TASK BRIEF.
Could you recast the lines of the records below, from the line containing "the wrist, given" through the line containing "[[208, 542]]", as a numbered list with blank lines omitted and both end lines included?

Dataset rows
>>>

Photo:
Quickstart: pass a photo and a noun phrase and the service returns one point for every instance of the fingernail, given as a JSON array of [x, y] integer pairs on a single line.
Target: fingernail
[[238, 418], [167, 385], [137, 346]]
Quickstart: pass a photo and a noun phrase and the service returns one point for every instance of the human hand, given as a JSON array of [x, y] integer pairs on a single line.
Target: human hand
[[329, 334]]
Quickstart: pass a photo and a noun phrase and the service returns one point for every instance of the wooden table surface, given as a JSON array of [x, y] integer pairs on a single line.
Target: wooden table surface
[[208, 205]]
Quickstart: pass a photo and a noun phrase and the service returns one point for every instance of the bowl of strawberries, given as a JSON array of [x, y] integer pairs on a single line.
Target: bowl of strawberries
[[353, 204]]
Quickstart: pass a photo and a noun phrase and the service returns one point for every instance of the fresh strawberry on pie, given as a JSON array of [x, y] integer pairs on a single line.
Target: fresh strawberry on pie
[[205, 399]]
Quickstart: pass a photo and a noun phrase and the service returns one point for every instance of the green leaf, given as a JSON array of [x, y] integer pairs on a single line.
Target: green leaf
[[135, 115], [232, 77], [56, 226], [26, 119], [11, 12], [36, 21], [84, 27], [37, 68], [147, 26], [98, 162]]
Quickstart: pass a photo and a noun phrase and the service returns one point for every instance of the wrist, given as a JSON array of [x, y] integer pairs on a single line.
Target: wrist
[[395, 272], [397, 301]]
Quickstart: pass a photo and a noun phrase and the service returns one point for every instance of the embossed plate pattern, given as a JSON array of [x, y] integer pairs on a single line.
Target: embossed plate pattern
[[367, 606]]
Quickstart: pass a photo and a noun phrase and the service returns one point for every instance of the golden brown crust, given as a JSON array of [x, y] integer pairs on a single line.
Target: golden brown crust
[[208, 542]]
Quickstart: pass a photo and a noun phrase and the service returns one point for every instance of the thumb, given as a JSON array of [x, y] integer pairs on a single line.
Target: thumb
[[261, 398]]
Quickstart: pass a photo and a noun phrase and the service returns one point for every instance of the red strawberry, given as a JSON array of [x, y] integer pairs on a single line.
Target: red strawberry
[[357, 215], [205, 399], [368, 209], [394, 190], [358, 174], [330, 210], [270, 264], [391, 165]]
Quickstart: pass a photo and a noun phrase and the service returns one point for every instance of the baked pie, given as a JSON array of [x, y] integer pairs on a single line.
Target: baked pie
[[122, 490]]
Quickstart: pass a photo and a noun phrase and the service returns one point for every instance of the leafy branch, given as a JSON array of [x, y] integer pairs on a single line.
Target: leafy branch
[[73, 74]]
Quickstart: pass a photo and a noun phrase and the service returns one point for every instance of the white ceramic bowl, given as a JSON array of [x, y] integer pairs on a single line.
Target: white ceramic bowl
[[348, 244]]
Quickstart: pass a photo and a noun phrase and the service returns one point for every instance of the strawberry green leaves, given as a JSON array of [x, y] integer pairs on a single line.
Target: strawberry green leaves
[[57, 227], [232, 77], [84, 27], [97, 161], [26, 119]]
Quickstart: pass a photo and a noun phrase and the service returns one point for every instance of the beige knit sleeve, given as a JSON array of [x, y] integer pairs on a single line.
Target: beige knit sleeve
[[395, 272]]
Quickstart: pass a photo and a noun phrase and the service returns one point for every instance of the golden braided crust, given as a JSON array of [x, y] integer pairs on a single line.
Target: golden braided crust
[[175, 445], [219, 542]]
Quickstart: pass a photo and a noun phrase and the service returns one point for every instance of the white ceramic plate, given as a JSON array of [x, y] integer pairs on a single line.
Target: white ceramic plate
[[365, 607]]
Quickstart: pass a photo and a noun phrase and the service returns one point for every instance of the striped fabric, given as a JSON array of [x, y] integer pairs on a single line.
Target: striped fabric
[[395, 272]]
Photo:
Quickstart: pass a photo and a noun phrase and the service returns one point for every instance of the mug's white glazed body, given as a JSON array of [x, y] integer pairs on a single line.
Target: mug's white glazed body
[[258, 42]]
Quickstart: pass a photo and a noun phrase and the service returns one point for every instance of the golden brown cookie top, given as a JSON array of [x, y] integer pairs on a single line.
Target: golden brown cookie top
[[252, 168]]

<<<
>>>

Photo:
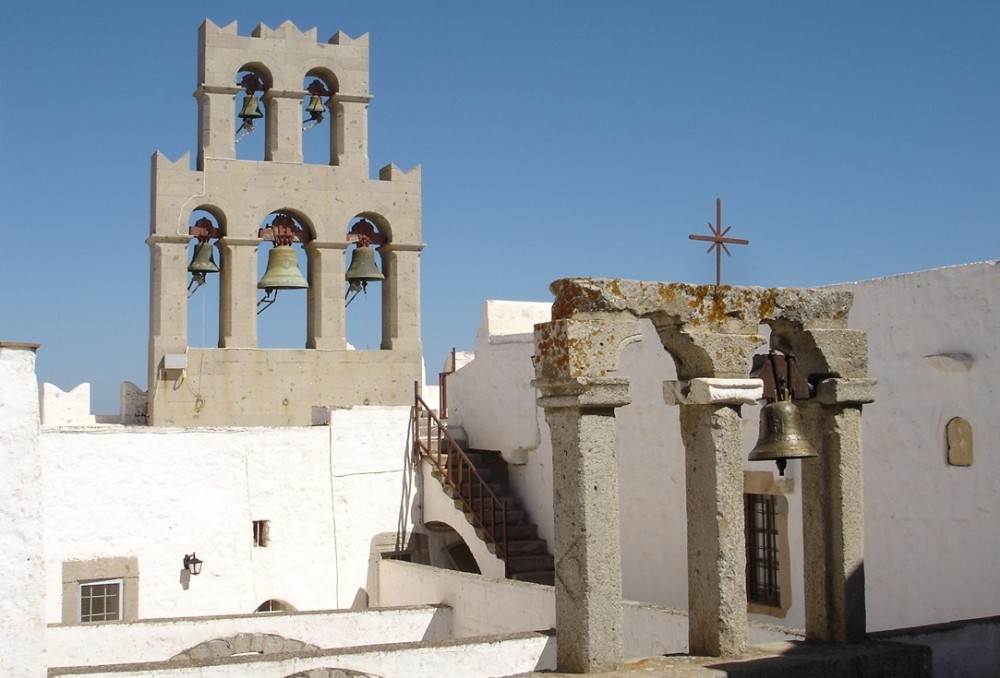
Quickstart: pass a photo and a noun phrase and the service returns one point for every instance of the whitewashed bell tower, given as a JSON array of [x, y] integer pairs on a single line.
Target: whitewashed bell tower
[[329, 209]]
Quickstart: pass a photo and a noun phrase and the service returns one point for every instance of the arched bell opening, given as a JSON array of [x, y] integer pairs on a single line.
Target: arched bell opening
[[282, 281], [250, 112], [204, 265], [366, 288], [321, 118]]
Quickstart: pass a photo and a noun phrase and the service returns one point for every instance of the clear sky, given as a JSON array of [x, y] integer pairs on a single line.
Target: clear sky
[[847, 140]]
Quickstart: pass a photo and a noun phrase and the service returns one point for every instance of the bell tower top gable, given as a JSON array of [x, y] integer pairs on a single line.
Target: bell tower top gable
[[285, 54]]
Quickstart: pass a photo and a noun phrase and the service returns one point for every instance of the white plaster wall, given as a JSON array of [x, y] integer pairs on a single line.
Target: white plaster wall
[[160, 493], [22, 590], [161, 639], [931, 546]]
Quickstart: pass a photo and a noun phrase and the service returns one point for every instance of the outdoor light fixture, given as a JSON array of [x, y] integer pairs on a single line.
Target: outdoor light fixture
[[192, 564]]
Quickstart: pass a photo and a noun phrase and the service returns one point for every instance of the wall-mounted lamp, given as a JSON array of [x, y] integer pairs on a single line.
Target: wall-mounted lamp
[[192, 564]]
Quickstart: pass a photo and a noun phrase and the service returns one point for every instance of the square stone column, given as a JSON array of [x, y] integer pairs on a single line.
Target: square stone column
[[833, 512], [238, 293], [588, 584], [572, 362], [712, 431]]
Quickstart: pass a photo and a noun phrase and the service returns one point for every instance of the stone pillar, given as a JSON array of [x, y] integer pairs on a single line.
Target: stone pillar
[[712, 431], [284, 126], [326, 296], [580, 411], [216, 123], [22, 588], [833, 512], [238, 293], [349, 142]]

<<<

FINAL RESULT.
1. Quickstart: pass a photo and a noun phrase and the service returns one point for every instance of the wrist, given as a JSON array of [x, y] integer pairs on a single line.
2. Target: wrist
3. [[395, 272], [397, 301]]
4. Quickstart: pass a photo and a noun phrase and the service returns one point for every instance of the embossed plate pattern, given as a JSON array of [x, y] integer pairs on a single line.
5. Target: embossed plate pattern
6. [[367, 606]]
7. Quickstart: pass a photo and a noun phrase and the service returns one point for every instance of the golden brown crust, given as a JSON array of [x, y] integer pairs on a single line.
8. Target: golden brown crust
9. [[208, 542]]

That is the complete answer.